Source text |

These articles lacked original reporting. They were instead rewordings of recent local coverage from outlets like The N&O and WRAL. And Jordan Parker appears to be fictitious. There is no record of a Triangle journalist with that name. And after I reached out to “Hey Durham” on Wednesday to ask about the potential AI byline, the website within an hour removed the name and replaced it with “Hey Durham” underneath all its headlines.
The outlet, whose creator is hidden in website registration filings, did not respond to my questions.
“There’s just tons of these out there,” said Tony Elkins, a faculty member at the journalism research nonprofit Poynter Institute and a board member of the NC Local news organization. “It takes nothing to pop these up.”
Artificial intelligence has made aggregating (with some attribution) or downright stealing local reporting quite easy. Teams of one can sprout up outlets within a day. The objectives of some are partisan; there is a category of AI-generated news websites often labeled “pink slime” run by interest groups. Others, like “Hey Durham,” simply republish local news broadly without an apparent agenda, except for perhaps gaining enough traction to eventually sell ads.
And “Hey Durham” wouldn’t be the only one to have invented reporter bylines.
Hoodline, a website from a California company called impress3, looks like a bizarro Axios. It has local community pages for more than 30 cities, including Raleigh, Durham and Charlotte. I formally invite any of the reporters behind Hoodline bylines to a North Carolina journalist meet-up, though I doubt any could conceivably show up.
Ryan Fletcher, Brynn Hawthorne, Nina Caldwell, Carlos Hernandez, Adrianne Sinclair, Edith Carmichael and Talia Wren aren’t real. Beside each name is a small blue icon that says “AI.”
“Boy, that’s small,” said Philip Napoli, director of Duke University’s Center for Media & Democracy. “My 56-year-old eyes didn’t notice.” Impress3 did not respond to my questions asking why it uses bylines in this way.

Task instructions |
• 1. In the article on AI-generated local news websites, what appears beside each fake Hoodline byline name?
• 2. Write a continuation of the article on AI-generated local news websites, starting after its last sentence.
The records that come next are separate material with no connection to the article on AI-generated local news websites.

(Boundary labeling records)
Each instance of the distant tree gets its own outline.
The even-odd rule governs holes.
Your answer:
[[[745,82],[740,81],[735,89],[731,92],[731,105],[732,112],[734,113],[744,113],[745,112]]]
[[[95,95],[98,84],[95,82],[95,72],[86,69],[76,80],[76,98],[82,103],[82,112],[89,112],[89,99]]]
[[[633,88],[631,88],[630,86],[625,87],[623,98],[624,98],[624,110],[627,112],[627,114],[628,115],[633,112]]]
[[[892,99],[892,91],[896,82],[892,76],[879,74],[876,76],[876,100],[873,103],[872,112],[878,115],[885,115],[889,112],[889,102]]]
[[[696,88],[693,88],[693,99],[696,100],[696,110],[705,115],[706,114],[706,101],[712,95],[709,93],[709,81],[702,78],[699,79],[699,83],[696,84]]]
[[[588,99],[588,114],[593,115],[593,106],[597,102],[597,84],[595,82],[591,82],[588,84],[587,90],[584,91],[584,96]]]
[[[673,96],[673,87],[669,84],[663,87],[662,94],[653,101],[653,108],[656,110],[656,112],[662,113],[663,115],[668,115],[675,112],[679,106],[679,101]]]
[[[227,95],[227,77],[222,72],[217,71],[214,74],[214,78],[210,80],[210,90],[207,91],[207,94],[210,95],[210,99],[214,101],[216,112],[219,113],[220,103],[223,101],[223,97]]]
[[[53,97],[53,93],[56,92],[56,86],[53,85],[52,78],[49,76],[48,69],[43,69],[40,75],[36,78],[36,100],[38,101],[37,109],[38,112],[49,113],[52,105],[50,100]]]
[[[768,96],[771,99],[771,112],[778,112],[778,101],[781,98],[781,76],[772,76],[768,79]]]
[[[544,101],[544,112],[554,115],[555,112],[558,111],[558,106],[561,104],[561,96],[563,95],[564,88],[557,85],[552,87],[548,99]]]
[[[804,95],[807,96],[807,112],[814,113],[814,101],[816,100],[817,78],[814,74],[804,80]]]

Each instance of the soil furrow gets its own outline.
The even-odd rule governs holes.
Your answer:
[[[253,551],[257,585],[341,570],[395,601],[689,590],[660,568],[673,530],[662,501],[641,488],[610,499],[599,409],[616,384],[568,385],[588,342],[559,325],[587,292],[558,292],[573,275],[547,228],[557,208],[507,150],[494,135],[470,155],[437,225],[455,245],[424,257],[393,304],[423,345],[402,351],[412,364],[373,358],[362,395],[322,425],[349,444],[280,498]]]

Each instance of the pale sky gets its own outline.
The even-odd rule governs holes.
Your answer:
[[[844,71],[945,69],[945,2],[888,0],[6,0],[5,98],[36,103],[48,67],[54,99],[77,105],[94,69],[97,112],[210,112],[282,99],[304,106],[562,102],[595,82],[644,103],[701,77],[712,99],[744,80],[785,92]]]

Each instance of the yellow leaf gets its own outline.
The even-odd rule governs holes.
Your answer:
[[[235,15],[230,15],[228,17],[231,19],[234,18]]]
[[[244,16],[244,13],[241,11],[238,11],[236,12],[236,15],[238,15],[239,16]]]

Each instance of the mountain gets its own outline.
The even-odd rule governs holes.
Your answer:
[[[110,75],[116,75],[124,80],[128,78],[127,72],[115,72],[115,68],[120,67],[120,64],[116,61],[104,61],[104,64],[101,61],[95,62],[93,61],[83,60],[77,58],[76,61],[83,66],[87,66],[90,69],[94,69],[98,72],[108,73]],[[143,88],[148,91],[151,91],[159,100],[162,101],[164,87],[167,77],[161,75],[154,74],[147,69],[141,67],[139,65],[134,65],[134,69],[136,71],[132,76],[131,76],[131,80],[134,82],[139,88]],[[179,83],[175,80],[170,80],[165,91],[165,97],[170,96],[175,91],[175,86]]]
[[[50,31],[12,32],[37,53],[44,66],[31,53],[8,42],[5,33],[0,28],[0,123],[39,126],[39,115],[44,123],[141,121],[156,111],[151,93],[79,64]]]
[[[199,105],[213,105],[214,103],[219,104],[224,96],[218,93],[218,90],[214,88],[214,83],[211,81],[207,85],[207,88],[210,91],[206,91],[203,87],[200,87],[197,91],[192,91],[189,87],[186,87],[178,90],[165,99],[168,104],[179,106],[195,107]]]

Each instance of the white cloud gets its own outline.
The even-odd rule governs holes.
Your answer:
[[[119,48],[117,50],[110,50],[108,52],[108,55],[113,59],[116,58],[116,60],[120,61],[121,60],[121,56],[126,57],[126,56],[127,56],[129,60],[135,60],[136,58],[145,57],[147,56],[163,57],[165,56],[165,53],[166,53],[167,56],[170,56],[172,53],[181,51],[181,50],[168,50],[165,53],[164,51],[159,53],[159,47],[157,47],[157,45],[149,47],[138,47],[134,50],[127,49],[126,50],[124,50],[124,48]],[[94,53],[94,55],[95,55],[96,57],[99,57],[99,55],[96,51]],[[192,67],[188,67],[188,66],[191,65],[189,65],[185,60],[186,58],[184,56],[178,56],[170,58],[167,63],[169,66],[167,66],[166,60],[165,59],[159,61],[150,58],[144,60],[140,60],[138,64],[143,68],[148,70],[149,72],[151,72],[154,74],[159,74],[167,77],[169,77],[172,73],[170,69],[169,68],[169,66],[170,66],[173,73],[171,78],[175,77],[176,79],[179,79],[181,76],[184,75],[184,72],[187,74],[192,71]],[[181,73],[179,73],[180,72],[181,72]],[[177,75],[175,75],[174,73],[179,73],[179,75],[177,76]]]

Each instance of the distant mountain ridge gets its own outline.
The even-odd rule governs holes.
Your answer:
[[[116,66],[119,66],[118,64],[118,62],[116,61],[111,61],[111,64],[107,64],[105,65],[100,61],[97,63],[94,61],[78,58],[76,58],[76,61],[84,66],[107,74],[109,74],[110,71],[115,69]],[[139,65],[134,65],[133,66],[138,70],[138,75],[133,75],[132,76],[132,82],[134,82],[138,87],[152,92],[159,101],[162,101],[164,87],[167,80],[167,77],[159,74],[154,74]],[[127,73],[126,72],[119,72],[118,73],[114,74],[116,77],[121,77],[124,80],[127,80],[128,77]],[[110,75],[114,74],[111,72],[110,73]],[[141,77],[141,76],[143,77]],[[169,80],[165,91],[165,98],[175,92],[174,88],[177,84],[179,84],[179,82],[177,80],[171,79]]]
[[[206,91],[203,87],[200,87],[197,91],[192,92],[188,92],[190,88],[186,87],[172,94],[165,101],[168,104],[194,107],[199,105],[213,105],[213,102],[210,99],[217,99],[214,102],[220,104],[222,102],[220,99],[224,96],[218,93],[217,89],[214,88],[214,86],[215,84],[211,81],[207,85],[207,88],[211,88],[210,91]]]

Responses to the exercise |
• 1. A small blue icon that says "AI."

• 2.
Napoli said fake bylines are one of several ways AI can blur the distinction between accountable local journalism and slop. My colleagues and I can be transparent in a way “Desmond Larkin” can’t.
A core discussion in the ongoing Duke Energy Carolinas rate case hearing (which you can stream here) has been what North Carolina’s first-ever large load tariff should look like. In energy regulation, tariffs are rules — not import taxes. The state has never had one for large load consumers, but AI data centers are changing that.
After initially arguing a tariff was unnecessarily duplicative, Duke last month concurred with the state advocate Public Staff that unique policies for the biggest electricity consumers would be beneficial. More states have begun adopting specific tariffs for large electricity consumers to protect their grids and ratepayers. Especially if ambitious data center projects require utilities to spend a lot upfront.
“There’d be a base contract that would be modified for individual customers,” Will Scott of the Environmental Defense Fund said in a phone interview. “But the base level of protection would be something that everyone could understand.”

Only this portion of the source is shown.